> **Exercise instructions**
Set the listing down again exactly, please, apart from its pictures.

> **Supplied material**
#####
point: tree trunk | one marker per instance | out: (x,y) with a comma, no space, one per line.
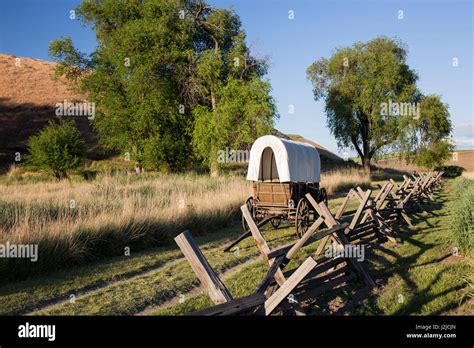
(366,164)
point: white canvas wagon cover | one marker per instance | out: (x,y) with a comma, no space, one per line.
(277,159)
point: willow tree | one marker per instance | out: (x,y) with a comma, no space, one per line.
(425,139)
(355,83)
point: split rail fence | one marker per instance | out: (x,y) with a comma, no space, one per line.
(374,221)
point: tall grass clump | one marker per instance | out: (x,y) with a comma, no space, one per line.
(342,180)
(461,214)
(77,222)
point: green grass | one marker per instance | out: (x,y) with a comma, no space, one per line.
(413,277)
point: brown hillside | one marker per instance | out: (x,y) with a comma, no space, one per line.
(28,95)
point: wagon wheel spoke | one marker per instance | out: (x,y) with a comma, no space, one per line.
(276,221)
(302,217)
(249,204)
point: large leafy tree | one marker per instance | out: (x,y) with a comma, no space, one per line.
(57,149)
(424,139)
(157,65)
(354,82)
(231,91)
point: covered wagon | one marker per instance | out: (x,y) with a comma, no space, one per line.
(283,172)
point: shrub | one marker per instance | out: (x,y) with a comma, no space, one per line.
(57,149)
(461,223)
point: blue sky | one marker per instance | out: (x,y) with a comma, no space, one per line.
(434,31)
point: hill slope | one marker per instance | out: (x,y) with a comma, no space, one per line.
(28,95)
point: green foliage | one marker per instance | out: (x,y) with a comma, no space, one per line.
(158,64)
(354,83)
(57,149)
(241,105)
(432,156)
(425,139)
(461,222)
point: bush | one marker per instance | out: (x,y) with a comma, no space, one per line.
(461,223)
(57,149)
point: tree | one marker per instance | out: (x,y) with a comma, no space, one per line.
(355,83)
(424,140)
(235,103)
(157,65)
(57,149)
(136,77)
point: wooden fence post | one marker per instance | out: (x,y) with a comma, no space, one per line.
(216,289)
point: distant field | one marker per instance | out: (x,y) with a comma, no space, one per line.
(465,159)
(421,271)
(82,221)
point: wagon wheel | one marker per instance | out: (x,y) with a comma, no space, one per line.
(323,196)
(249,204)
(276,221)
(302,220)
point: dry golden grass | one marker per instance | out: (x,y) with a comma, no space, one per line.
(468,175)
(79,221)
(344,179)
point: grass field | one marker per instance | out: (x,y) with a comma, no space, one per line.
(76,222)
(419,276)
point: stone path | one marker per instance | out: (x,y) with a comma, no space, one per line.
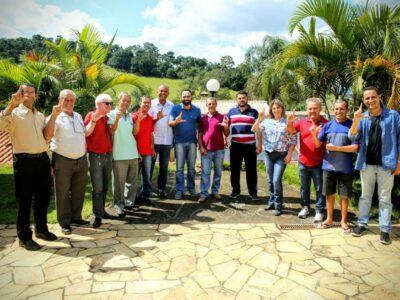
(200,261)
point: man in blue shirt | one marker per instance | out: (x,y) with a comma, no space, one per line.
(337,164)
(378,160)
(184,119)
#####
> **Final answer**
point: tree trunk | one marker per instance | out: (x,y) with a comma, no space, one per line.
(366,164)
point: white canvas wagon cover | one marker per instance | out: (x,y) with a comma, no space, one per line.
(277,159)
point: willow tree | one marker per instance | out: (x,y) with a comma, no space, one per line.
(425,139)
(355,83)
point: split rail fence | one marker per instance | out: (x,y) with a comma, no space, one per line.
(374,221)
point: tall grass clump | one marker per instance | out: (x,y) with a comma, no space, one per line.
(342,180)
(461,214)
(77,222)
point: green grass | one marker per instance | out: (x,y) with a comma, no space, one per line.
(413,277)
point: brown hillside | one marker per instance | out: (x,y) with a comma, no space, one per line.
(28,95)
point: wagon wheel spoke | one marker per instance | out: (x,y) with a comma, no space, one per line.
(276,221)
(302,217)
(249,204)
point: large leafy tree | one marker per instance | out: (x,y) with a comma, no space, one per line.
(57,149)
(424,139)
(157,65)
(354,82)
(231,91)
point: covered wagon | one marker per instance | out: (x,y) with a comma, no space, one per line.
(283,172)
point: shrub | one marker per instance | out: (x,y) with a comma, no space, one per line.
(57,149)
(461,223)
point: blue sky | one marker per instance | out: (x,y) with a comma, no space, one per line.
(434,31)
point: hill slope | one marker per instance | out: (x,y) with a comma, no space, one per line.
(28,95)
point: green foliage | one marker per instance | out: (x,y) with a comma, no space, one per line.
(158,64)
(354,83)
(57,149)
(241,105)
(432,156)
(425,139)
(461,222)
point: bush | one marker per instance | out: (x,y) with a comma, no space, one per line.
(461,223)
(57,149)
point: tree | one marker per instance | out: (x,y) with a comma, no space, one per line.
(355,83)
(424,140)
(235,103)
(157,65)
(57,149)
(136,77)
point: wooden fence post | one marker per instance | out: (x,y) with a comma, no space, one per line.
(216,289)
point: distant field | one marker per instance | out: (x,y) with a comma, no space, one per line.
(465,159)
(421,271)
(82,221)
point: wagon wheel | one marker per instance | out: (x,y) with a comma, no space, one per line.
(323,196)
(249,204)
(276,221)
(302,220)
point: dry golden grass | one marker per instance | out: (x,y) with a comma, no space, one per line.
(468,175)
(79,221)
(344,179)
point: grass field | one marker per instance | out: (x,y) with a comma, no space, one per line.
(76,222)
(419,276)
point: stone path | one marker per instance | out: (x,y) with a comma, no space, one per line.
(200,261)
point: man in blue shirt | one marker per instance | out: (x,y) with a comma, no space, one per line.
(337,164)
(378,160)
(184,119)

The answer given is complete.